DESCRIPTION OF THE TASK: Exact copies of the lines from the line containing "of the evergreen" through the last line of the entries below are the whole answer.

Records from a collection:
* * *

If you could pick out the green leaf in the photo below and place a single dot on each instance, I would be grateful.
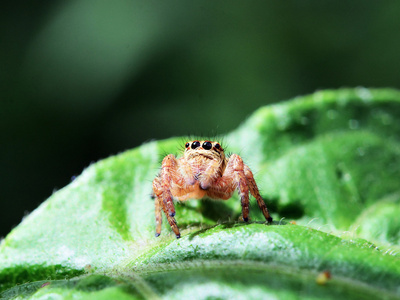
(328, 161)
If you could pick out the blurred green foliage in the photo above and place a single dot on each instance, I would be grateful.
(81, 80)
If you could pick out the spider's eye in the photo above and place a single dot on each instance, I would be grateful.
(195, 144)
(207, 146)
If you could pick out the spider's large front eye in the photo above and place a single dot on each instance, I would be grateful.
(207, 146)
(195, 144)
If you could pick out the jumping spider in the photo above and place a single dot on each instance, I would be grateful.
(203, 171)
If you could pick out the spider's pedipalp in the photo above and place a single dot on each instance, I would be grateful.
(203, 170)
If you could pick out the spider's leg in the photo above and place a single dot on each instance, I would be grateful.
(161, 204)
(233, 178)
(237, 166)
(158, 216)
(256, 194)
(169, 171)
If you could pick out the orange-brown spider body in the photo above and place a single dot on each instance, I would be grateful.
(203, 172)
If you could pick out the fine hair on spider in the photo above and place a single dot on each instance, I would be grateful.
(203, 170)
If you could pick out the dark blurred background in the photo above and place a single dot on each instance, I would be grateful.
(82, 80)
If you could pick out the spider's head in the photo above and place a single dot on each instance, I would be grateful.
(207, 149)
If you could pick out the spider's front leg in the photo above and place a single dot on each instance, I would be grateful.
(256, 193)
(238, 176)
(162, 188)
(232, 178)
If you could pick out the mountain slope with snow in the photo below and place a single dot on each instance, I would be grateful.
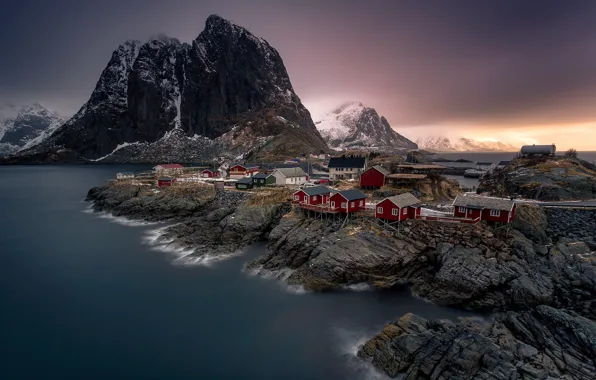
(27, 126)
(444, 144)
(355, 126)
(225, 80)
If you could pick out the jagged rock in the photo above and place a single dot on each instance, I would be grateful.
(227, 93)
(542, 343)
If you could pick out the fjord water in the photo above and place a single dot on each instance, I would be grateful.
(82, 297)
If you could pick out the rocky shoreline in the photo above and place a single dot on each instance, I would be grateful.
(539, 276)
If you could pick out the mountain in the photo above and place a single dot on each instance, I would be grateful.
(226, 93)
(354, 125)
(444, 144)
(27, 126)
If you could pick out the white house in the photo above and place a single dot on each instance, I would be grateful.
(290, 176)
(125, 175)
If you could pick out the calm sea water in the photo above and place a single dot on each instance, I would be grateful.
(83, 297)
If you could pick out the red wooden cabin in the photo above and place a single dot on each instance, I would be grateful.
(348, 201)
(490, 209)
(373, 178)
(165, 181)
(399, 207)
(312, 195)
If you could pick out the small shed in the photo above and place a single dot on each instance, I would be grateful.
(490, 209)
(165, 181)
(348, 201)
(262, 179)
(399, 207)
(374, 177)
(312, 195)
(244, 183)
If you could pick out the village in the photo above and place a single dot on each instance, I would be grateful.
(350, 189)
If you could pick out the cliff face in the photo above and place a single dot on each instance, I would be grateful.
(227, 86)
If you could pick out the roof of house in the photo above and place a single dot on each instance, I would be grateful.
(170, 166)
(291, 172)
(352, 194)
(404, 200)
(316, 190)
(245, 180)
(476, 201)
(380, 169)
(346, 162)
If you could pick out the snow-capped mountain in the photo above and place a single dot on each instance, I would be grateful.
(22, 127)
(444, 144)
(354, 125)
(227, 91)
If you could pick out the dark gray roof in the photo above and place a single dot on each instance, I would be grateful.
(380, 169)
(404, 200)
(347, 162)
(477, 201)
(316, 190)
(352, 194)
(292, 172)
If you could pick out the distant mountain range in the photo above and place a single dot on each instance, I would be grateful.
(227, 93)
(355, 126)
(444, 144)
(22, 127)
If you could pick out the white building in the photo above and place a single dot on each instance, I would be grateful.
(289, 176)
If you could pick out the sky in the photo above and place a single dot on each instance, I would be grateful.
(520, 71)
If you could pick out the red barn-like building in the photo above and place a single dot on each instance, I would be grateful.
(165, 181)
(494, 210)
(313, 195)
(348, 201)
(399, 207)
(373, 178)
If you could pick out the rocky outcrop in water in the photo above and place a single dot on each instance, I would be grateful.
(543, 178)
(228, 87)
(542, 343)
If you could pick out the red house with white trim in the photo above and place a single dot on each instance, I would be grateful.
(240, 171)
(399, 207)
(315, 195)
(373, 178)
(348, 201)
(207, 173)
(490, 209)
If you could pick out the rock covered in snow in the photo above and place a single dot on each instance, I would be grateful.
(354, 125)
(226, 80)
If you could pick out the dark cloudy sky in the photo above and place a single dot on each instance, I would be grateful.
(516, 70)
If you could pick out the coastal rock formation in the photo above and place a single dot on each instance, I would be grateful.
(355, 126)
(228, 90)
(544, 178)
(542, 343)
(469, 266)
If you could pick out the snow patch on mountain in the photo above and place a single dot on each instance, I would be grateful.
(444, 144)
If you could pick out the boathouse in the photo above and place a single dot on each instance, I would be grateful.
(208, 173)
(373, 178)
(165, 181)
(399, 207)
(348, 201)
(313, 195)
(241, 171)
(262, 179)
(244, 183)
(490, 209)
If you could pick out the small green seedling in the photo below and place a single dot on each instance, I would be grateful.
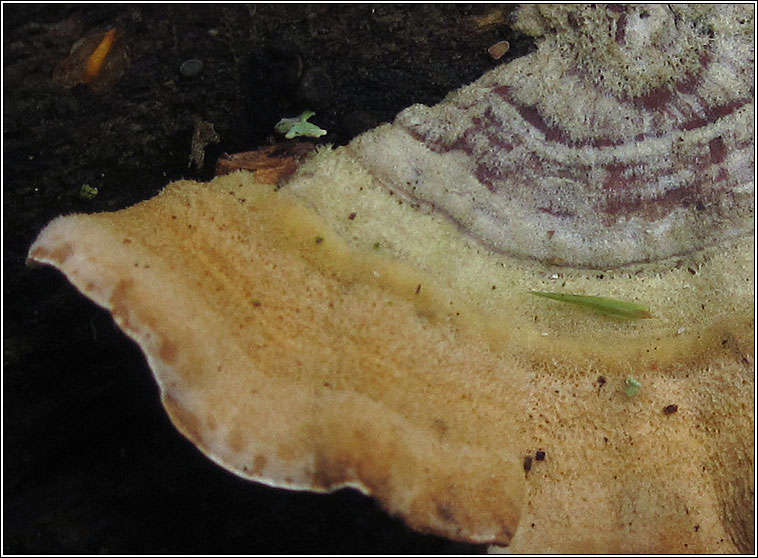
(609, 306)
(299, 126)
(633, 386)
(87, 192)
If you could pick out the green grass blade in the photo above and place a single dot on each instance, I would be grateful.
(609, 306)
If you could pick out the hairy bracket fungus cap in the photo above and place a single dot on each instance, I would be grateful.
(370, 323)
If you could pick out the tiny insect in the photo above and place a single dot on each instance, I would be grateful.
(609, 306)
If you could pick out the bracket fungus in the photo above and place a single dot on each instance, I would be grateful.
(369, 323)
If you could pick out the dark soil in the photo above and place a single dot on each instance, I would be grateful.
(91, 462)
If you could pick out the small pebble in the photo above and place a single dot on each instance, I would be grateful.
(498, 50)
(191, 67)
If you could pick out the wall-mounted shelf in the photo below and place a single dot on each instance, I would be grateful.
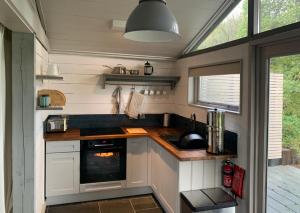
(49, 108)
(139, 80)
(49, 77)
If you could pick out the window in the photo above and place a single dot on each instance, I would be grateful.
(234, 26)
(277, 13)
(216, 86)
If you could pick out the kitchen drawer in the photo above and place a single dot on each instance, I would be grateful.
(62, 146)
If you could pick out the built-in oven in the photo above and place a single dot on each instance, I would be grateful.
(102, 164)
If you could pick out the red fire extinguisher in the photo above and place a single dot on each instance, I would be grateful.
(228, 170)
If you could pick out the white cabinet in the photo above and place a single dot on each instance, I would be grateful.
(137, 161)
(62, 170)
(164, 177)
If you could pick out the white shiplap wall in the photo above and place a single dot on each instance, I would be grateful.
(41, 61)
(82, 84)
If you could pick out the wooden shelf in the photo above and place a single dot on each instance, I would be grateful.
(49, 77)
(49, 108)
(139, 80)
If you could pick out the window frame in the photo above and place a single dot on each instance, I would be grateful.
(253, 32)
(193, 99)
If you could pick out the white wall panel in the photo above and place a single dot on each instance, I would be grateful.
(82, 84)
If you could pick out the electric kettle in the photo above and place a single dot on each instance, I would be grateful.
(148, 69)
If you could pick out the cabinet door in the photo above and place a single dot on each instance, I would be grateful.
(155, 167)
(164, 177)
(169, 190)
(137, 162)
(62, 173)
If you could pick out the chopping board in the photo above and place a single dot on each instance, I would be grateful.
(136, 131)
(57, 97)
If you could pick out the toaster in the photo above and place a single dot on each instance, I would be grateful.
(57, 123)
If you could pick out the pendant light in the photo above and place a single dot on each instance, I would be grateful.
(152, 21)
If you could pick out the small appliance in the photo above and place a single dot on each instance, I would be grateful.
(56, 123)
(148, 69)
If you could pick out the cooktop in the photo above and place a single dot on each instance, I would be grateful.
(101, 131)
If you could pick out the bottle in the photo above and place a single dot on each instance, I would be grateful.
(228, 168)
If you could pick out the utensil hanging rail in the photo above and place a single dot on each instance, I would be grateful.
(137, 80)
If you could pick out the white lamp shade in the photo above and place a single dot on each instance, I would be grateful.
(152, 21)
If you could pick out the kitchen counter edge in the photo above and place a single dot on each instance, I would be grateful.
(153, 133)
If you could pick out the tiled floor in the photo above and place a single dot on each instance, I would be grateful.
(139, 204)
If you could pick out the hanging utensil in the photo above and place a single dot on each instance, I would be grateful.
(117, 99)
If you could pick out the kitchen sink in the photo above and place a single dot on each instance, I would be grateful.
(175, 142)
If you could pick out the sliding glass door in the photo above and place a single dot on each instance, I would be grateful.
(278, 130)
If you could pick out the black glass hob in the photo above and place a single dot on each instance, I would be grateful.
(101, 131)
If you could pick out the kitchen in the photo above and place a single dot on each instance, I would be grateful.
(106, 107)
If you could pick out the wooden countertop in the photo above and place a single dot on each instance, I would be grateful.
(153, 133)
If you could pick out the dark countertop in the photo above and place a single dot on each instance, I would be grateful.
(153, 132)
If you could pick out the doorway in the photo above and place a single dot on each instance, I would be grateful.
(278, 129)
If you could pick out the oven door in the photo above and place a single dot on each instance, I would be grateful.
(102, 161)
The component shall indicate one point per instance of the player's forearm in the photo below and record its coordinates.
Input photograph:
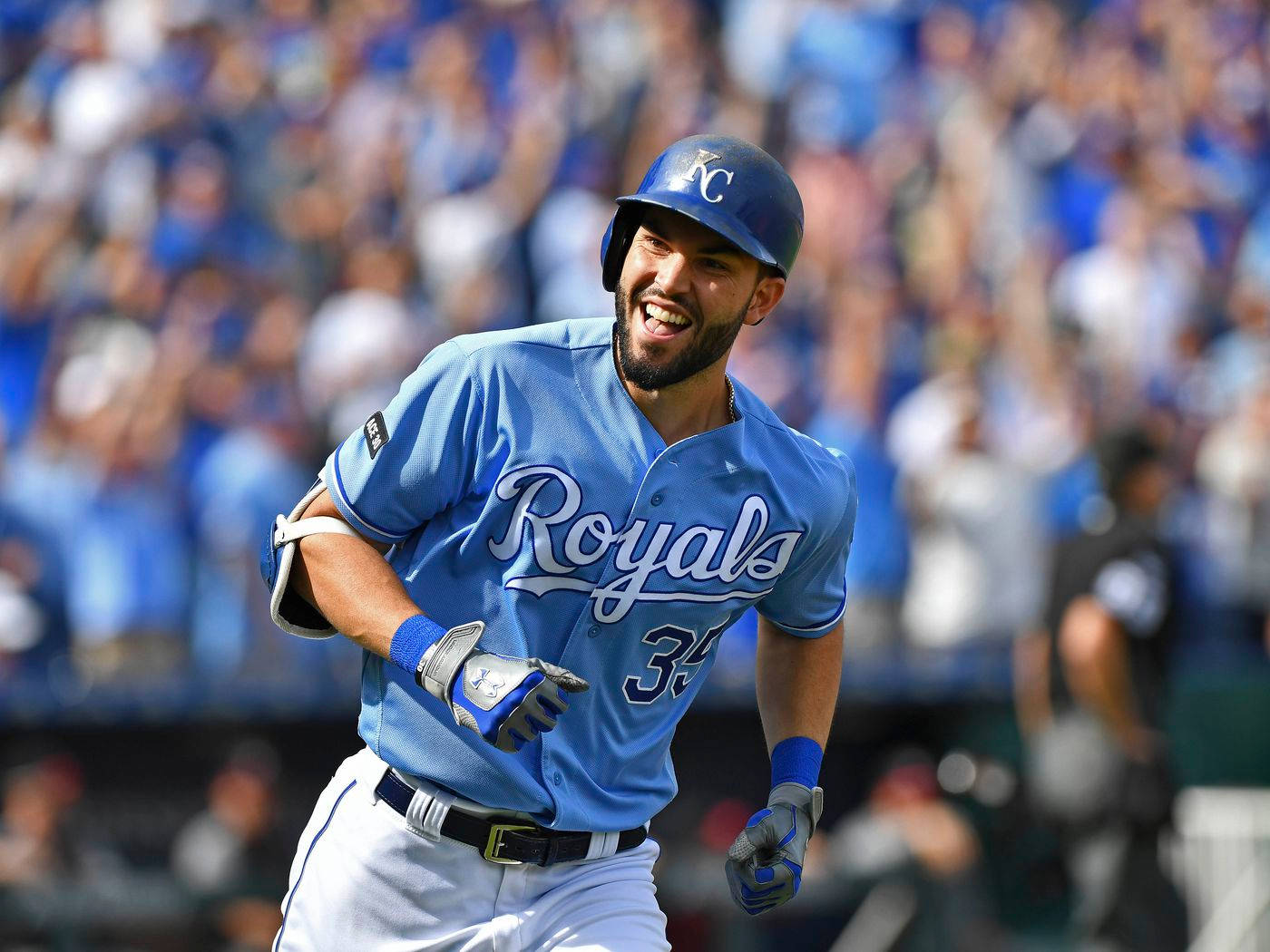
(797, 683)
(348, 580)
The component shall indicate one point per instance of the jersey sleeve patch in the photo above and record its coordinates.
(810, 596)
(376, 433)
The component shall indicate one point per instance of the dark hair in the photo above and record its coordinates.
(1121, 453)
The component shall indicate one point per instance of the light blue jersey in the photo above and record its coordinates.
(523, 486)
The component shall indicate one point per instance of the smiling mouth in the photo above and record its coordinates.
(660, 323)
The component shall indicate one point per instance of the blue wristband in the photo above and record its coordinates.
(415, 636)
(796, 761)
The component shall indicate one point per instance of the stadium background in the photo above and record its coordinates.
(228, 228)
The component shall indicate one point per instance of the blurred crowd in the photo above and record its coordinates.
(229, 228)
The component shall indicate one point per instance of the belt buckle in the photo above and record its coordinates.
(495, 841)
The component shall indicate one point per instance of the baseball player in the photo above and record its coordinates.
(539, 545)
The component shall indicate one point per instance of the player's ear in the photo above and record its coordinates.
(767, 294)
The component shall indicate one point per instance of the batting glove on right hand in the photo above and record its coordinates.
(507, 701)
(765, 863)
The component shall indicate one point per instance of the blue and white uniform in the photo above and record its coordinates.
(520, 485)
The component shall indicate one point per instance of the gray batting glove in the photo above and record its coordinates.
(507, 701)
(765, 863)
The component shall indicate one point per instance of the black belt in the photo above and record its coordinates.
(516, 841)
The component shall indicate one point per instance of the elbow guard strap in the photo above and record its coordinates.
(291, 612)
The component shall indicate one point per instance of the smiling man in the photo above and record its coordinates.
(539, 545)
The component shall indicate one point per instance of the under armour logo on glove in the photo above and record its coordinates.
(508, 701)
(765, 863)
(511, 701)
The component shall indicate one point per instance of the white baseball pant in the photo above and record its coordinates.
(364, 879)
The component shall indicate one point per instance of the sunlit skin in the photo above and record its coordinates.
(676, 374)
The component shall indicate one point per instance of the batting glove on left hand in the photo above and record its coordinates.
(765, 863)
(507, 701)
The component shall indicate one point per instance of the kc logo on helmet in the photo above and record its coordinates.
(704, 158)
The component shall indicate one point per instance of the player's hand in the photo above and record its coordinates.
(765, 863)
(507, 701)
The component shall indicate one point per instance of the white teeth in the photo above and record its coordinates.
(666, 316)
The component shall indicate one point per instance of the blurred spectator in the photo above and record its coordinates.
(1091, 692)
(1234, 466)
(920, 860)
(230, 857)
(977, 539)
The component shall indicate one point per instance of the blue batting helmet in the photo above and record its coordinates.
(726, 183)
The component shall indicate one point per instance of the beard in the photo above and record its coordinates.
(710, 343)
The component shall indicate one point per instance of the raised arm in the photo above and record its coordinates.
(797, 692)
(347, 579)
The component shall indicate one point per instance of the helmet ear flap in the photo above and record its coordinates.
(618, 241)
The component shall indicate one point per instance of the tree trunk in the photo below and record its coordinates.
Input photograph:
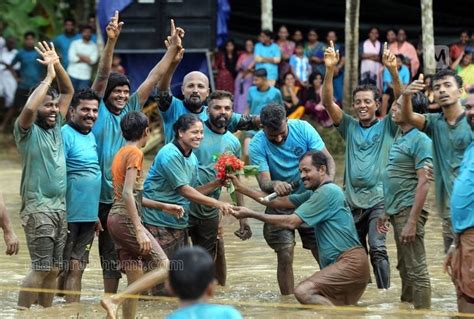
(428, 37)
(351, 69)
(267, 14)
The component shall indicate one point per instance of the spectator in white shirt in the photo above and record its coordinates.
(83, 54)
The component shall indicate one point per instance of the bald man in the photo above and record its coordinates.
(195, 90)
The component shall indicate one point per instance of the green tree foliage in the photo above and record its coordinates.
(20, 16)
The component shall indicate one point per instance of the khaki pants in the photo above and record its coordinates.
(416, 287)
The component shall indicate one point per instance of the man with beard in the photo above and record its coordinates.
(276, 151)
(82, 56)
(368, 143)
(344, 267)
(451, 135)
(195, 90)
(204, 220)
(83, 188)
(37, 134)
(115, 103)
(458, 261)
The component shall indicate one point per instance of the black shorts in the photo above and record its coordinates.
(79, 241)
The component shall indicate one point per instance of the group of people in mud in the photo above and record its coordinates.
(83, 175)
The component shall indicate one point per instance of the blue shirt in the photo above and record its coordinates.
(268, 51)
(403, 73)
(365, 159)
(282, 161)
(83, 175)
(325, 209)
(177, 108)
(212, 146)
(31, 71)
(62, 43)
(108, 135)
(462, 199)
(169, 171)
(257, 100)
(205, 311)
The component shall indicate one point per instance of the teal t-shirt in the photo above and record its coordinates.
(83, 175)
(408, 154)
(257, 100)
(205, 311)
(462, 199)
(177, 108)
(108, 135)
(365, 159)
(43, 178)
(449, 145)
(212, 145)
(170, 170)
(282, 161)
(325, 209)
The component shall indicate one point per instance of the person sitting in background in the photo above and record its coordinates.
(268, 56)
(287, 47)
(225, 63)
(313, 105)
(244, 78)
(387, 97)
(371, 52)
(291, 94)
(457, 49)
(83, 54)
(465, 69)
(300, 66)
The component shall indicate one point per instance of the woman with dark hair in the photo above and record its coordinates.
(291, 94)
(313, 105)
(225, 63)
(172, 179)
(244, 79)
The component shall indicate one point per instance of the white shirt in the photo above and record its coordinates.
(81, 70)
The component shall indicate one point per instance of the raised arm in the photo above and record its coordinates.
(408, 116)
(174, 46)
(66, 90)
(36, 99)
(113, 30)
(331, 58)
(390, 62)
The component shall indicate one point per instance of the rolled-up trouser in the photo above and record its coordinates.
(416, 287)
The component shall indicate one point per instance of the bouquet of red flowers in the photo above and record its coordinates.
(228, 163)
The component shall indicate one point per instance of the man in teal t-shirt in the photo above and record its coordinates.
(276, 150)
(405, 190)
(451, 135)
(368, 141)
(344, 265)
(115, 103)
(83, 188)
(37, 133)
(217, 140)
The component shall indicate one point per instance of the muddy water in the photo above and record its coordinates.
(251, 284)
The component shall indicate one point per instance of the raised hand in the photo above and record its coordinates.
(415, 86)
(331, 56)
(389, 59)
(49, 55)
(114, 27)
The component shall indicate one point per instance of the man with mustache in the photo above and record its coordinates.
(458, 262)
(83, 188)
(37, 134)
(204, 220)
(276, 150)
(195, 89)
(368, 141)
(451, 135)
(115, 103)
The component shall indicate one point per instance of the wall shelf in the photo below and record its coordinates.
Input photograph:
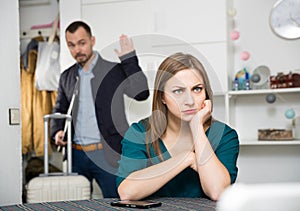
(255, 142)
(264, 91)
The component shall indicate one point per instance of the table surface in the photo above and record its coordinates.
(168, 204)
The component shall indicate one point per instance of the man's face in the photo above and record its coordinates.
(80, 45)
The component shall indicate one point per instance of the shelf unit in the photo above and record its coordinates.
(231, 95)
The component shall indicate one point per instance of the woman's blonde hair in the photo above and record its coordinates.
(157, 123)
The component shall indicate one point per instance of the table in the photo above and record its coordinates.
(168, 204)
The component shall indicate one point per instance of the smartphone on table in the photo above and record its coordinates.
(136, 204)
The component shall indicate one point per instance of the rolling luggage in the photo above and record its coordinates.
(66, 186)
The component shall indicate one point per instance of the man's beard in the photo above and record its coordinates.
(82, 59)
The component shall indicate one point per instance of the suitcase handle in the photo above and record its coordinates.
(69, 144)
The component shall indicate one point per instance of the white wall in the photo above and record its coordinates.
(10, 136)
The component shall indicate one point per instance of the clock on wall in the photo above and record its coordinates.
(285, 19)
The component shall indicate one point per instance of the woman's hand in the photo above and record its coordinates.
(201, 117)
(193, 160)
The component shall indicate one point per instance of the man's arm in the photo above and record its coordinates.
(136, 81)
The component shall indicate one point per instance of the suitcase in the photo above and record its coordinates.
(65, 186)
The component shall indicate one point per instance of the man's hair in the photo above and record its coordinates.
(76, 24)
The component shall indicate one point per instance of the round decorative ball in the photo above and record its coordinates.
(290, 113)
(270, 98)
(255, 78)
(231, 12)
(234, 35)
(245, 56)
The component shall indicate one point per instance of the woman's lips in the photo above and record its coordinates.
(190, 111)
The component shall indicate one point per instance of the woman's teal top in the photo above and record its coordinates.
(223, 139)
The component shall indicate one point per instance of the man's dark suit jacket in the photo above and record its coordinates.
(110, 83)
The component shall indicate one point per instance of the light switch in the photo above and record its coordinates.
(14, 116)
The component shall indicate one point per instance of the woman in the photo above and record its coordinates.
(180, 151)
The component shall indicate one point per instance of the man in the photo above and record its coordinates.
(98, 114)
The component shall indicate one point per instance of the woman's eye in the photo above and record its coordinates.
(178, 91)
(198, 89)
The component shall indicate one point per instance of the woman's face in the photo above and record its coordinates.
(184, 94)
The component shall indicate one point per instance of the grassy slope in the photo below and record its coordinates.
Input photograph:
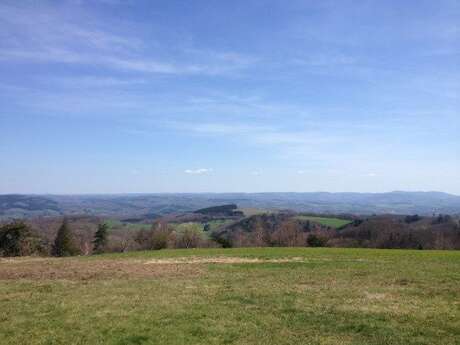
(332, 222)
(333, 296)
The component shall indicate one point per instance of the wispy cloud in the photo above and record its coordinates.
(200, 171)
(51, 38)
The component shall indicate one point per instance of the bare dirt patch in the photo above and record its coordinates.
(221, 260)
(77, 269)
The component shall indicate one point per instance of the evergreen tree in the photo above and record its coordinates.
(64, 243)
(100, 239)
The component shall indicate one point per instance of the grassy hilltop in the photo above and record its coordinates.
(233, 296)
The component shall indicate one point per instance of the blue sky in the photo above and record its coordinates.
(229, 96)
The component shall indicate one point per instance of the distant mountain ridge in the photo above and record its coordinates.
(150, 205)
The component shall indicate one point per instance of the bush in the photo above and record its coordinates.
(316, 241)
(17, 239)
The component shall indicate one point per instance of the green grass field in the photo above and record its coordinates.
(332, 222)
(234, 296)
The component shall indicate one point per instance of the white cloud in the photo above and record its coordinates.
(200, 171)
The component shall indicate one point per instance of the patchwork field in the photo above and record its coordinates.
(234, 296)
(332, 222)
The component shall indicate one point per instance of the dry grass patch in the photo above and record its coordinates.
(78, 269)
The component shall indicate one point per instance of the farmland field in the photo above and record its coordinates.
(332, 222)
(234, 296)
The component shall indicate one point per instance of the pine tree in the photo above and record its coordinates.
(100, 239)
(64, 244)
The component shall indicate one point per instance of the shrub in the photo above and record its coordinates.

* * *

ANSWER BOX:
The component shall indicate one point per instance of the evergreen tree in the photo above and record its coordinates.
(64, 243)
(100, 239)
The component shall indicate one point per instance of the grassy hilltop in the photo above and record its coordinates.
(233, 296)
The component shall indicate one point per instance of the blue sky in the photo above and record its coordinates.
(229, 96)
The component shall indicate one point per instance of the distant mountain ridge in the photo above and record its coordinates.
(150, 205)
The component shall indicate one point per instance of the bush in the photo above and record its coordinates.
(316, 241)
(17, 239)
The component shall indicate one point per instance of the green grass field in the photo above and record its coordinates.
(332, 222)
(234, 296)
The component shall indicate one point per instance of the white cloud in the photo above and record its coordinates.
(200, 171)
The component shall indicate one point per instance of the patchwork field in the photo above and record its coordinates.
(234, 296)
(332, 222)
The component shall indicate one point per instance of the dry grass patch in the photo above and record its coordinates.
(78, 269)
The component shall indicate one point per instance of the farmland field in the photo above and record its coordinates.
(332, 222)
(234, 296)
The component shall indicate one point per instance of the pine tree in the photo above and record its coordinates.
(100, 239)
(64, 244)
The component shall indicate one point per instance of the shrub in the photo above and record its coordinates.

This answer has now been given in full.